Begin Record set
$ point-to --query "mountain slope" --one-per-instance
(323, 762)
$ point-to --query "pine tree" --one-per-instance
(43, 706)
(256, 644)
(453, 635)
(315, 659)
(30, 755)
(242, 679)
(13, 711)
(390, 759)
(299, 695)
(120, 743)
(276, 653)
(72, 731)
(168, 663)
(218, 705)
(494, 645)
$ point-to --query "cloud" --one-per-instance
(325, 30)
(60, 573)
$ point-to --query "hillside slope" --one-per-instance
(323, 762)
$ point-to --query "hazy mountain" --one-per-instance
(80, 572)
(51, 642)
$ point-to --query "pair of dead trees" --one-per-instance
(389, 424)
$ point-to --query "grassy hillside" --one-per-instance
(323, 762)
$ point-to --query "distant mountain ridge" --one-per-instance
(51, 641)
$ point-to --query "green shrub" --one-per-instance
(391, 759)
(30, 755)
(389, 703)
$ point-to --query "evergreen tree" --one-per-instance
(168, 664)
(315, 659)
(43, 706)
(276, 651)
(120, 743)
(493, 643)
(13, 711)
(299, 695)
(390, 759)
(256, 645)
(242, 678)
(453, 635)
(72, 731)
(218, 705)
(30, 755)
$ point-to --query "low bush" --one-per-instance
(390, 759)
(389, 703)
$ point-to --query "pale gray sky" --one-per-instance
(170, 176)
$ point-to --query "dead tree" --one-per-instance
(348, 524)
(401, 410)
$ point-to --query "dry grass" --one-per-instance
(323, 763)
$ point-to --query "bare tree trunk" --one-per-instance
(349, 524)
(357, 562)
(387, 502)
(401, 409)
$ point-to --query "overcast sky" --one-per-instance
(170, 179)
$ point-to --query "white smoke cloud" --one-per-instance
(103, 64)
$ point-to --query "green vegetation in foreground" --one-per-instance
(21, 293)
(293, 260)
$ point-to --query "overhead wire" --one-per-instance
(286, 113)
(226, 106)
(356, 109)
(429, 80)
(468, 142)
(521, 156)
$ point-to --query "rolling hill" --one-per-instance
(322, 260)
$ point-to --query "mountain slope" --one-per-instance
End Record set
Begin Record set
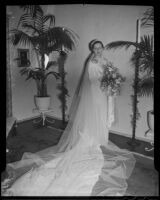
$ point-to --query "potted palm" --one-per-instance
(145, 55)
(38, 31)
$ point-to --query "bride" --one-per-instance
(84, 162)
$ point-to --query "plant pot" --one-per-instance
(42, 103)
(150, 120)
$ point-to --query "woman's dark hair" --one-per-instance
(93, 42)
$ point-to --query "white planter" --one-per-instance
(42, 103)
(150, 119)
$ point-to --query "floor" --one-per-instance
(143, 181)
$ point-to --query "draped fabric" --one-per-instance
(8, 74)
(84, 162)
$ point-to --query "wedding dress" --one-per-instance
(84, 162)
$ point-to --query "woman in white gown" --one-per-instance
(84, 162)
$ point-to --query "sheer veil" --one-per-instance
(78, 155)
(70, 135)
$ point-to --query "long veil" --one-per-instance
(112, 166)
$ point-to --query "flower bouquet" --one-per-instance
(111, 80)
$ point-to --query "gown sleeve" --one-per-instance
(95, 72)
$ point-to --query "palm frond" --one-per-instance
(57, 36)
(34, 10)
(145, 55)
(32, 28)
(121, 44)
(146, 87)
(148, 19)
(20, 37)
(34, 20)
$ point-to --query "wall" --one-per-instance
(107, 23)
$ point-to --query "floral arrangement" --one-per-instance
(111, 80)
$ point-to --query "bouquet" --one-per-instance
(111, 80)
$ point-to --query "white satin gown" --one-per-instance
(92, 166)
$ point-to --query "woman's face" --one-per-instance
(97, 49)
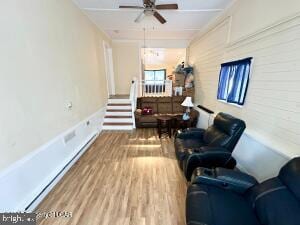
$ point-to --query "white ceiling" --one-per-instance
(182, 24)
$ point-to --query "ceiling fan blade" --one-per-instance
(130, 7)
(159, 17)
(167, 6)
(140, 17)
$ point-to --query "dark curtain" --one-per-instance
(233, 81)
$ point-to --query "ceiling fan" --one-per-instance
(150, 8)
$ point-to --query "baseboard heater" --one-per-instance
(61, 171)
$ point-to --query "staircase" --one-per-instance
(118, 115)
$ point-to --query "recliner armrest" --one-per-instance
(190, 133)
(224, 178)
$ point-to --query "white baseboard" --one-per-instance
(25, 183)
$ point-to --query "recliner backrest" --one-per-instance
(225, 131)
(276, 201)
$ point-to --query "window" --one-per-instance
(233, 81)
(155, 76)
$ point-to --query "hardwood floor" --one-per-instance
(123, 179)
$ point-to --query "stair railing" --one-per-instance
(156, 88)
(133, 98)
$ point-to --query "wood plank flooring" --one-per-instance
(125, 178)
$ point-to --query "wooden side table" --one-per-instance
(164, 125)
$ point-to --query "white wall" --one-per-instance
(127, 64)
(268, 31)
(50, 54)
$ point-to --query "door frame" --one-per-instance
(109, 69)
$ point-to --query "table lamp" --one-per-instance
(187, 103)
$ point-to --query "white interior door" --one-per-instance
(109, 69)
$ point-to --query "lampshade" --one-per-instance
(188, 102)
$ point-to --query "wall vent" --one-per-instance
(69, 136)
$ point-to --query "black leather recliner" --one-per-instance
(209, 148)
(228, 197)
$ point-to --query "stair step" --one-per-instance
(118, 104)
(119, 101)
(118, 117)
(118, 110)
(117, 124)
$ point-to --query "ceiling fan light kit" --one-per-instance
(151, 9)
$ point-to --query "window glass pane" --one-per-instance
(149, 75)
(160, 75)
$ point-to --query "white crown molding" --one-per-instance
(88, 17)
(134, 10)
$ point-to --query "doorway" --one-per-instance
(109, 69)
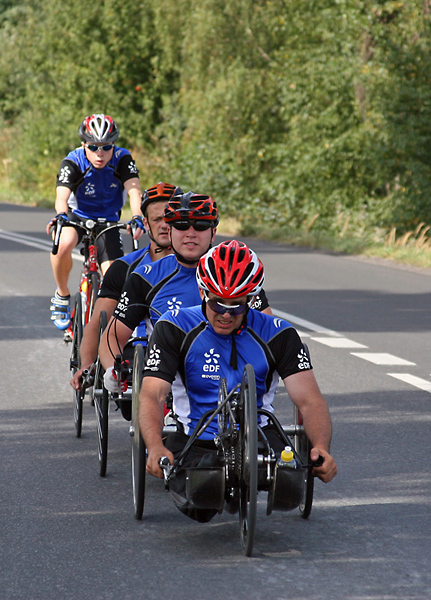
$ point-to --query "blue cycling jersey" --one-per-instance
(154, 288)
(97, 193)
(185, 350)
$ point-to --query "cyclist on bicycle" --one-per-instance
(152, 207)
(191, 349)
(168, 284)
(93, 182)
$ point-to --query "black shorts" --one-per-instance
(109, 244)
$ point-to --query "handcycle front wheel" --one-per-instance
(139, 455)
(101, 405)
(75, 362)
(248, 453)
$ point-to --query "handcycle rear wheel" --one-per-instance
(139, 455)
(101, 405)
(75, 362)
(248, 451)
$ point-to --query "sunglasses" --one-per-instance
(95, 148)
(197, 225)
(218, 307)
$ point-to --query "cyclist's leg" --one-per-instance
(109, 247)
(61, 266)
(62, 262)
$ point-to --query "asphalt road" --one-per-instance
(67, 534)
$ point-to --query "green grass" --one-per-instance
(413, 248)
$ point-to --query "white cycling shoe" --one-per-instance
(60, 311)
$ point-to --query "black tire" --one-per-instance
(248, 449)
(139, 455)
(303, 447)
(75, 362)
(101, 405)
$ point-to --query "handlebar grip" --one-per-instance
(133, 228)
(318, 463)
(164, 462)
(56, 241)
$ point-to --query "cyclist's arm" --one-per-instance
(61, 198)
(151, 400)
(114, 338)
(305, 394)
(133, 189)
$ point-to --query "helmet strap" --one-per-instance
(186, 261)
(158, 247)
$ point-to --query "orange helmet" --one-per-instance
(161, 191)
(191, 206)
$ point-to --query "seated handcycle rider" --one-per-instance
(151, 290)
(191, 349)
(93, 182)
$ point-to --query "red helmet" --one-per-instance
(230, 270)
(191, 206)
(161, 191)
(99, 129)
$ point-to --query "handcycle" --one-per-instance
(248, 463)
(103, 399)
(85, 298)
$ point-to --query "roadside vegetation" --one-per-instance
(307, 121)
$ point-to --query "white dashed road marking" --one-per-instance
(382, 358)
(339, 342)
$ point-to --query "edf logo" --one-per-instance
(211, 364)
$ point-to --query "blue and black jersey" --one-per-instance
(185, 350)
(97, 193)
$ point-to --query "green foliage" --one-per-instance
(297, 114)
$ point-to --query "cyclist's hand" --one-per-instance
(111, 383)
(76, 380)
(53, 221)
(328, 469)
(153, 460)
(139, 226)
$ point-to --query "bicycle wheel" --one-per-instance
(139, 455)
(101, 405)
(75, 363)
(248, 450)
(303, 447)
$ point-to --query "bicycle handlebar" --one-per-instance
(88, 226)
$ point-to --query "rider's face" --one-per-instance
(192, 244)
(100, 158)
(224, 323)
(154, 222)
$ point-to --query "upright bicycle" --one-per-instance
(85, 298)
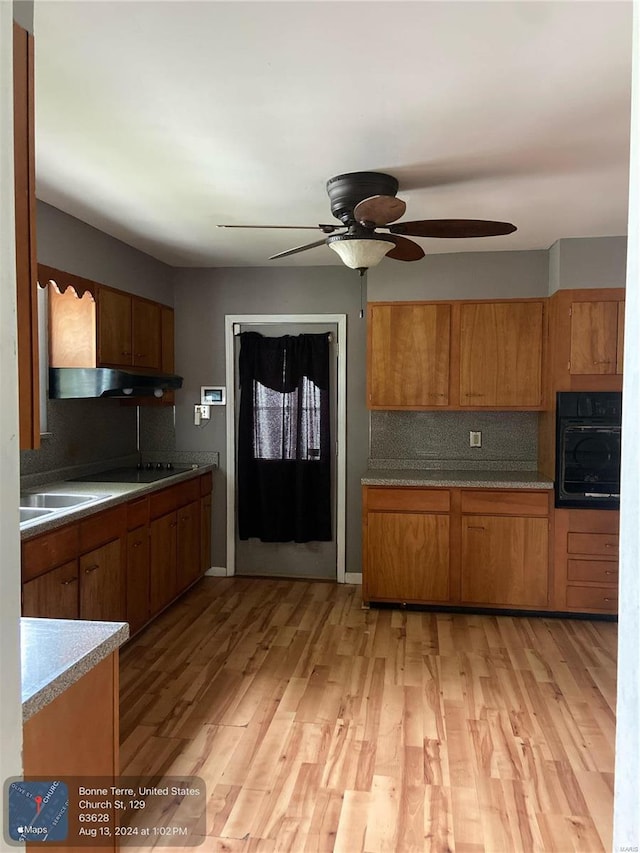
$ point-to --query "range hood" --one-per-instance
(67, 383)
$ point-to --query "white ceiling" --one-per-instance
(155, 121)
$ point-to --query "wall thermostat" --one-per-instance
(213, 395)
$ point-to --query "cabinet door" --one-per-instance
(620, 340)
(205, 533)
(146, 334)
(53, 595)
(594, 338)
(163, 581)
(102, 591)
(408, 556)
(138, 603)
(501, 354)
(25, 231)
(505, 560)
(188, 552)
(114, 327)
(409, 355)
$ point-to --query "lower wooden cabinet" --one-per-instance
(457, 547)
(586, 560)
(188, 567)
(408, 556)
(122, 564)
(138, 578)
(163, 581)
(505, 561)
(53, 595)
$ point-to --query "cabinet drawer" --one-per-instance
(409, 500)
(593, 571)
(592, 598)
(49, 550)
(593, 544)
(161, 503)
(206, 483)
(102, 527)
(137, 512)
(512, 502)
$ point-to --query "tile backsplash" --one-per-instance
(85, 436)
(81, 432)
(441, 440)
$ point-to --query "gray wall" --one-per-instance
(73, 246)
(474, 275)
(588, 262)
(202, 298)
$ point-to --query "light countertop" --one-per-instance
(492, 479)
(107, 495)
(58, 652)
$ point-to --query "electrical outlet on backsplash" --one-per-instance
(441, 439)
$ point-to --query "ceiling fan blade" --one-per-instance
End Record set
■ **Exercise details**: Pick out every line in the entries above that contains the string "gray", matching case exactly.

■ **Reply to the exercise**:
$ point-to --query "pale gray sky" --one-per-instance
$ point-to --query "gray wall" --one-per-instance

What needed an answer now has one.